_Exercise prompt_: Could you print every entry below exactly as given?
——
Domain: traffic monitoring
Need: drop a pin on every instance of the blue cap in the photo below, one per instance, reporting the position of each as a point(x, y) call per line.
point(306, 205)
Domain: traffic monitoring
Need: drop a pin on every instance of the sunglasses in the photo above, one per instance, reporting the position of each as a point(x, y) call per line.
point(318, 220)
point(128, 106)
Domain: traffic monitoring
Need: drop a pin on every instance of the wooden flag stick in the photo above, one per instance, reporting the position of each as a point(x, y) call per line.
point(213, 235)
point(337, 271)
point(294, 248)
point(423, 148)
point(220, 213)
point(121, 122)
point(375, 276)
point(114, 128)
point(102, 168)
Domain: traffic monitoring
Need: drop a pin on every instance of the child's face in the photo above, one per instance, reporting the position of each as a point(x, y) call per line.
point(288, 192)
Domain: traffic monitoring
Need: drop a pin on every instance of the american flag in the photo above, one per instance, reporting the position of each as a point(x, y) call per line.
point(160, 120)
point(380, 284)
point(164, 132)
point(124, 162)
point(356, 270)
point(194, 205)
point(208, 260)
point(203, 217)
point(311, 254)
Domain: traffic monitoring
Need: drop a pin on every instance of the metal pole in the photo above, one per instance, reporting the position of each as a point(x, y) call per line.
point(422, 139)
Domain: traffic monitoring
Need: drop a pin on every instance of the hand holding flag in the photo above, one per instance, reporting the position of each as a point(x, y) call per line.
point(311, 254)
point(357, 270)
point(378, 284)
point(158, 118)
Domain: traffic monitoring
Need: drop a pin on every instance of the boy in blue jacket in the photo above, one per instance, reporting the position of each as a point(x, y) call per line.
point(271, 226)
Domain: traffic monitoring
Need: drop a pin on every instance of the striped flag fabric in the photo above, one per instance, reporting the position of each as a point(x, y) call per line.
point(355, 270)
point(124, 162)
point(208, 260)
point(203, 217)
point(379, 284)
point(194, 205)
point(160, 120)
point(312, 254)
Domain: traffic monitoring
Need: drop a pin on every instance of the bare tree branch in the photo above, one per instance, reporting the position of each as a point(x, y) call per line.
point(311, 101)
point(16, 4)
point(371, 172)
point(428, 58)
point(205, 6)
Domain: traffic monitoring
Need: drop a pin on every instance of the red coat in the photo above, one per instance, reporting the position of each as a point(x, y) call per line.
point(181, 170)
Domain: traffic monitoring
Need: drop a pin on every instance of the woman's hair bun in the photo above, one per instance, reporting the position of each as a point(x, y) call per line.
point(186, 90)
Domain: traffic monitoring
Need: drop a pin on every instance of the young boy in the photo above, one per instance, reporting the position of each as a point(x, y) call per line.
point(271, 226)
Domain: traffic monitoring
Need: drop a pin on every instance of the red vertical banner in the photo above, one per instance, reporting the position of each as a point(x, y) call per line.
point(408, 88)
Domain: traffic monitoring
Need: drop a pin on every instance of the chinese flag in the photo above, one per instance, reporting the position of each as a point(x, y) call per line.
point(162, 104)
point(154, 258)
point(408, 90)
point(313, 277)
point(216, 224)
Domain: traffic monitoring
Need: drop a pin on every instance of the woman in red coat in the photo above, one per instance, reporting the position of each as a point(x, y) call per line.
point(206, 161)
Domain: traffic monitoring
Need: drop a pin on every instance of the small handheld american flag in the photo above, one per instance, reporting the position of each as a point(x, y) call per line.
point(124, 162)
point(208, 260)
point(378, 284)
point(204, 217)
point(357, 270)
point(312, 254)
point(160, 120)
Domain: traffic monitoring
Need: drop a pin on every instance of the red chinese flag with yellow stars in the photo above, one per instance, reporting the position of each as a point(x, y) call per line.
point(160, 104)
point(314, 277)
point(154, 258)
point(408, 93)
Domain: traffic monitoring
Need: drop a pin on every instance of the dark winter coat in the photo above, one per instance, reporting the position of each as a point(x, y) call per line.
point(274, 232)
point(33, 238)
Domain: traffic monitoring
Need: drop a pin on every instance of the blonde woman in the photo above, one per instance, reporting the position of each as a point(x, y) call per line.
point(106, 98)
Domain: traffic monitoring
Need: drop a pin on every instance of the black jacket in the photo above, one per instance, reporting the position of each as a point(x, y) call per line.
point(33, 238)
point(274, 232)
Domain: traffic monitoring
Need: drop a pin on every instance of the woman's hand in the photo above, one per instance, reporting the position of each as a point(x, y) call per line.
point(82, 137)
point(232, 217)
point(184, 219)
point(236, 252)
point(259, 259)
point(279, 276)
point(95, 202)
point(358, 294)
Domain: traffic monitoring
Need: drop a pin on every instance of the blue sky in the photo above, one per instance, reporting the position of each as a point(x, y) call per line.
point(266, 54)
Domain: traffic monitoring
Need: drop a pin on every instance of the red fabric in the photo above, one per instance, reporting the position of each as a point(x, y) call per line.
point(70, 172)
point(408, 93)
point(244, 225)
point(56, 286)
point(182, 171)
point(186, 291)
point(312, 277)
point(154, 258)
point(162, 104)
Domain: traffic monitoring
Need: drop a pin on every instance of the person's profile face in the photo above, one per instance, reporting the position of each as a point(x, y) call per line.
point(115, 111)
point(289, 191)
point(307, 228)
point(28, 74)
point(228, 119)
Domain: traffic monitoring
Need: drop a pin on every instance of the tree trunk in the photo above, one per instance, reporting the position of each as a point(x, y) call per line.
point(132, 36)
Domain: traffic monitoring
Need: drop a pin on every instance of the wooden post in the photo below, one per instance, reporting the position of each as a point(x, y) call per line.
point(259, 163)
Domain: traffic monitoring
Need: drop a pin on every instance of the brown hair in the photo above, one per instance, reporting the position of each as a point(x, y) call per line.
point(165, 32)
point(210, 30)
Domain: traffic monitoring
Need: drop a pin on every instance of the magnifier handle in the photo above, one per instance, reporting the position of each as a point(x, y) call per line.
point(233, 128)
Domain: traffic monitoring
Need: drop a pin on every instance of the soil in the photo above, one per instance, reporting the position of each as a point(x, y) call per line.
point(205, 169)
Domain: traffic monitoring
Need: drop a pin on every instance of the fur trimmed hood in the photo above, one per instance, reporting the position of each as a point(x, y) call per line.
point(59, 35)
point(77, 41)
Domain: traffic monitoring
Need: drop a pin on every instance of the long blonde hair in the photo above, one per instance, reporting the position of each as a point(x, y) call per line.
——
_Answer for the task_:
Domain: traffic monitoring
Need: drop a pin on every instance of the blue cap in the photo below, one per instance, reporting the position of each as a point(x, y) call per line.
point(306, 205)
Domain: traffic monitoring
Need: drop a pin on every instance of the sunglasses in the photo above, one per instance, reporting the position of each as a point(x, y) call per line.
point(318, 220)
point(128, 106)
Domain: traffic monitoring
Need: drop a pin on every instance of the wooden flag stick in the photo above, one per instance, reporting the position of each as a point(x, y) call per line.
point(213, 235)
point(337, 271)
point(294, 248)
point(423, 148)
point(220, 213)
point(121, 122)
point(375, 276)
point(114, 128)
point(102, 168)
Domain: traffic monitoring
Need: drop a pin on every instance of the child's face in the photo above, one per instance, reporting the position of each as a point(x, y) call per line.
point(288, 192)
Domain: traffic monitoring
Need: drop a pin on every instance of the american flag in the photo above, one per instance, reporting the position of each as a point(x, y) call per line.
point(160, 120)
point(380, 284)
point(164, 132)
point(124, 162)
point(356, 270)
point(194, 205)
point(208, 260)
point(203, 217)
point(311, 254)
Domain: traffic monitoring
Need: drop a pin on every instance of the metal pole in the photo above, one per instance, reporting the position of each as a point(x, y) call per line.
point(422, 139)
Domain: traffic monitoring
Need: drop a pin on every instance of the hand holding flag in the photo above, one per instance, reporting the position of each as a point(x, y) call per line.
point(311, 254)
point(357, 270)
point(378, 284)
point(158, 118)
Domain: traffic monitoring
Need: drop a pin on every instance of the boy in blue jacket in the photo above, one per instance, reporting the position of each as a point(x, y) call per line.
point(271, 226)
Domain: traffic monitoring
Need: drop a pin on every instance of the striped flag fabric in the photo above, one per instance, reporting the position of each as a point(x, y) call per line.
point(355, 270)
point(124, 162)
point(208, 260)
point(203, 217)
point(379, 284)
point(194, 205)
point(160, 120)
point(312, 254)
Domain: traffic monitoring
Need: drop a pin on every instance of the bare tree branch in the photo above, one per instance, reporting the position of each as a point(x, y) call per line.
point(311, 101)
point(16, 4)
point(371, 172)
point(428, 58)
point(205, 6)
Domain: traffic monitoring
Need: drop a pin on every instance of the red coat in the photo above, one per instance, reporting the position of each as a point(x, y) call per line.
point(181, 170)
Domain: traffic monitoring
Need: drop a pin on every instance of the woman's hair bun in the photo above, one per instance, reporting the position of each as a point(x, y) call per line.
point(186, 90)
Domain: traffic monitoring
Need: drop a pin on every instance of the young boy in the photo above, one per instance, reporting the position of each as a point(x, y) call per line.
point(271, 226)
Domain: traffic monitoring
Need: drop a pin on every instance of the red vertical banner in the photo above, one per instance, reporting the position of each as a point(x, y) call per line.
point(408, 88)
Domain: traffic monitoring
Need: drop a pin on every instance of the chinese flag in the photo above, one per instance, reporting the position of each as a point(x, y) call per line.
point(162, 104)
point(154, 258)
point(408, 90)
point(313, 277)
point(216, 224)
Domain: traffic monitoring
Need: drop a pin on every instance of the woman in red coat in the photo above, one per instance, reporting the position of each as a point(x, y) call per line.
point(206, 161)
Domain: traffic monitoring
Need: drop a pin on every instance of the small handheld american flag in the photo above, one per instance, reporting the position of each as a point(x, y) call per line.
point(124, 162)
point(208, 260)
point(378, 284)
point(204, 217)
point(357, 270)
point(312, 254)
point(160, 120)
Domain: traffic monitoring
Need: drop a pin on every instance of the red chinese flag with yellow stars in the photo above, one per instance, reporting the position of each as a point(x, y) call per line.
point(160, 104)
point(314, 277)
point(154, 258)
point(408, 93)
Domain: traffic monitoring
Need: drop a pin on every instance of the dark winter coat in the photo above, one per instance, reporting the position of each as a point(x, y) call per line.
point(274, 232)
point(33, 238)
Domain: traffic monitoring
Need: drop a pin on every instance of the blonde woman in the photo above, one per instance, reporting the position of each as a point(x, y) call per line.
point(106, 98)
Domain: traffic monitoring
Need: drop a pin on every instance of the black jacket in the photo above, one per instance, reporting the position of each as a point(x, y) call per line.
point(33, 238)
point(274, 232)
Domain: traffic monitoring
Need: drop a pin on every instance of the woman's hand in the photo above, one per instance, reporting the position of each as a point(x, y) call per line.
point(82, 137)
point(232, 217)
point(184, 219)
point(236, 252)
point(259, 259)
point(279, 276)
point(95, 202)
point(358, 294)
Domain: traffic monitoring
Need: drop a pin on every instance of the blue sky in the photo above, one per instance, reporting the position of each as a point(x, y) call per line.
point(266, 54)
Domain: traffic monitoring
Need: drop a pin on every instance of the red fabric in the photo above, one per instance, reporting the position of each as a point(x, y) call per line.
point(70, 172)
point(408, 93)
point(244, 225)
point(56, 286)
point(182, 171)
point(186, 291)
point(312, 277)
point(154, 258)
point(162, 104)
Domain: traffic monitoring
Need: drop a pin on every instance of the person's profile face in the photo above, one per instance, reporting the position of each as a point(x, y) call per line.
point(115, 111)
point(289, 191)
point(307, 228)
point(28, 74)
point(228, 119)
Domain: traffic monitoring
Need: drop a pin on every instance of the tree trunk in the photo above, one per instance, reporting the position of each as a point(x, y) call per line.
point(132, 36)
Domain: traffic monitoring
Need: drop a pin on every instance of the wooden post in the photo below, one per instance, reporting the position of each as a point(x, y) call per line.
point(259, 163)
Domain: traffic monitoring
Need: drop a pin on every instance of the brown hair in the photo above, one per instance, reporting the position of each as a point(x, y) call per line.
point(165, 32)
point(210, 30)
Domain: traffic monitoring
Need: drop a pin on every instance of the magnifier handle in the photo above, one per instance, reporting the position of each as a point(x, y) call per line.
point(233, 128)
Domain: traffic monitoring
Need: drop a pin on every instance of the soil in the photo above, one per instance, reporting the position of each as a point(x, y) call per line.
point(205, 169)
Domain: traffic monitoring
Need: drop a pin on every instance of the fur trimmed hood in the photo above, one per instance, reporting the position of each as a point(x, y) call per line.
point(59, 35)
point(77, 41)
Domain: traffic monitoring
Need: drop a pin on every instance of the long blonde hair in the photo above, one per instance, reporting the position of each as a point(x, y) call per line.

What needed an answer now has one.